_Natural language region descriptions_
****

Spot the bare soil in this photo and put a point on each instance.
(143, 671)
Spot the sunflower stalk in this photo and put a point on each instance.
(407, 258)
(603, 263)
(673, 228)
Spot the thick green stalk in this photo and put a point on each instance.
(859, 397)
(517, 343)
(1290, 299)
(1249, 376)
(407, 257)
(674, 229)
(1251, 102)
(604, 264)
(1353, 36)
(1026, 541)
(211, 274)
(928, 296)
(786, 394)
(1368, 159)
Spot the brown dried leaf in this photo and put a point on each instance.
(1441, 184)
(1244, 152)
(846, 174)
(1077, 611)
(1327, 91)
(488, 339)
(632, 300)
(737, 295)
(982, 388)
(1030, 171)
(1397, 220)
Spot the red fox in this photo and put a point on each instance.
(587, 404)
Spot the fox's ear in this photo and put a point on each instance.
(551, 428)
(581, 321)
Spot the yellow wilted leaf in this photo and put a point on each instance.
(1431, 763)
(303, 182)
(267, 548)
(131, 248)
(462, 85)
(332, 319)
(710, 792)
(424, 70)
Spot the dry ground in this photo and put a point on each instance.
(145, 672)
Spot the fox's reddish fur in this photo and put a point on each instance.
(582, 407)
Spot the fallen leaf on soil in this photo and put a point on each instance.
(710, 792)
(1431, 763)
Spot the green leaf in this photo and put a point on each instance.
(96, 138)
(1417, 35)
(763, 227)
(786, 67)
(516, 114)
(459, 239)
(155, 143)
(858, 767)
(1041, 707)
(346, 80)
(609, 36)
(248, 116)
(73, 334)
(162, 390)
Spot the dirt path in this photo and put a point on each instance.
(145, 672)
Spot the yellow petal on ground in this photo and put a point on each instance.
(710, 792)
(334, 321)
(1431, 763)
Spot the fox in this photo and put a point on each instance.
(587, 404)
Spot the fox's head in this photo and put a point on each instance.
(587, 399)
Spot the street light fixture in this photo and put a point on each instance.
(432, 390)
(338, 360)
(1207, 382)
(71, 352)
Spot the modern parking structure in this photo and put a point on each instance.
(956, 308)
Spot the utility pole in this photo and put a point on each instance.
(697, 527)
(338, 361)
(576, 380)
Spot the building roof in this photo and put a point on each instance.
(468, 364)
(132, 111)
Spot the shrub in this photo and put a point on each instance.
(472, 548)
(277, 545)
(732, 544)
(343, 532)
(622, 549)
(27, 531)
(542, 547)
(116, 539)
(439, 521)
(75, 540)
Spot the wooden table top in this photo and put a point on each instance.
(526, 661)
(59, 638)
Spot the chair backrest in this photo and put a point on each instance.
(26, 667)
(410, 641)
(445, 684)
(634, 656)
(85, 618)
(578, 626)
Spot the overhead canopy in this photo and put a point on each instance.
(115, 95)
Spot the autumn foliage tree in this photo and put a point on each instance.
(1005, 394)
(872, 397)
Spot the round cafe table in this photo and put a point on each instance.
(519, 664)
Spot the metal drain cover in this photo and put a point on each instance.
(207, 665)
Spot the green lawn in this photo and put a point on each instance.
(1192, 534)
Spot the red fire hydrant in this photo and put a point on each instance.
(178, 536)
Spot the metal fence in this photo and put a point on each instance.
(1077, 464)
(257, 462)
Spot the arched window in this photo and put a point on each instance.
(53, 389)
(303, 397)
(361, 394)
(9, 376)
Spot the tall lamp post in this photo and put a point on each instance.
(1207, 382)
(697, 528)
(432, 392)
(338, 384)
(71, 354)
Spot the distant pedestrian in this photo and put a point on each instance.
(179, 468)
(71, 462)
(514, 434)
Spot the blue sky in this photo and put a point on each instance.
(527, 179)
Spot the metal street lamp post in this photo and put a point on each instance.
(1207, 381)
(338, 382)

****

_TASK BRIEF_
Give back every line of the data above exactly as written.

_SOLUTION TO THE PROBLEM_
Spot the bare soil in this photo and put a point on each instance.
(143, 671)
Spot the sunflower stalk in this photo and put a point on each instance.
(407, 258)
(603, 263)
(673, 228)
Spot the thick green stalk in this photo and put a point on each instance.
(859, 397)
(517, 343)
(1290, 299)
(1249, 376)
(407, 257)
(674, 229)
(1251, 102)
(604, 264)
(1353, 36)
(1026, 541)
(211, 274)
(928, 296)
(786, 394)
(1368, 159)
Spot the brown dried leaf in this photo and put a point on each instance.
(1441, 184)
(1244, 152)
(846, 174)
(1077, 611)
(1327, 91)
(488, 339)
(632, 300)
(737, 295)
(982, 388)
(1030, 171)
(1397, 220)
Spot the red fox in this photo and put a point on each instance.
(587, 404)
Spot the fox's ear in this photo and put a point on each instance.
(551, 428)
(581, 321)
Spot the yellow wilted leaf in this photo and put a point on each instance.
(1431, 763)
(303, 182)
(267, 548)
(131, 248)
(462, 85)
(332, 319)
(710, 792)
(424, 70)
Spot the dry ground in this photo and put a point on each instance.
(145, 672)
Spot the fox's reddish fur in this photo and put a point on each instance.
(582, 407)
Spot the fallen leaf on soil in this photo and put a point on each instance.
(710, 792)
(1431, 763)
Spot the green leaf in this photo and put a point on each instance.
(96, 138)
(1417, 35)
(763, 227)
(786, 67)
(516, 114)
(459, 239)
(155, 143)
(858, 767)
(1041, 707)
(346, 80)
(609, 36)
(248, 116)
(73, 334)
(162, 390)
Spot the dirt path in this photo and put a point on each instance.
(145, 672)
Spot the yellow petal on ground in this photo and put a point on each instance.
(710, 792)
(334, 321)
(1431, 763)
Spot the fox in this photo and put a point on each instance.
(587, 404)
Spot the fox's head in this photo and put a point on each instance.
(587, 399)
Spot the street light fixture in this photo and put a point on each instance.
(432, 390)
(338, 360)
(1207, 382)
(71, 352)
Spot the modern parking structure in this photo and put a point on each instance.
(956, 308)
Spot the utility pole in this photo and put a point on each instance.
(697, 527)
(338, 361)
(576, 380)
Spot the building roof in this photo and put a point on each instance.
(468, 364)
(132, 111)
Spot the shrub in this photo and put a point on each instance.
(472, 548)
(277, 545)
(732, 544)
(343, 532)
(622, 549)
(27, 531)
(542, 547)
(116, 539)
(439, 521)
(75, 540)
Spot the wooden table top in this photo and put a point on each instance.
(526, 661)
(59, 638)
Spot the chair backrest in this photo and put a point on each instance.
(26, 667)
(410, 641)
(445, 684)
(634, 656)
(85, 618)
(578, 626)
Spot the overhead canopy in this photo and put a point on each instance.
(115, 95)
Spot the autumn foliage tree in this photo and put a point on each instance.
(1005, 394)
(872, 397)
Spot the round cafe table in this photo and put a point on each instance.
(519, 664)
Spot the metal drain cover in this photo and put a point on each instance.
(207, 665)
Spot the green lawn in this photo and put a point on each instance.
(1192, 534)
Spot the red fire hydrant in this photo and put a point on each instance.
(178, 536)
Spot the metal fence in this photo and put a point on each instance.
(1077, 464)
(257, 462)
Spot the arched window in this photo and put a point on each instance.
(53, 389)
(303, 397)
(361, 394)
(9, 376)
Spot the tall lamp post in this photo and put a point on each instance.
(1207, 382)
(697, 528)
(432, 392)
(338, 384)
(71, 354)
Spot the distant pedestrian in this photo and put a point on each instance.
(179, 468)
(71, 462)
(514, 434)
Spot the blue sky in this photo and put a point on each instance.
(527, 179)
Spot the metal street lamp post in this photo and put a point on each instance.
(1207, 381)
(338, 382)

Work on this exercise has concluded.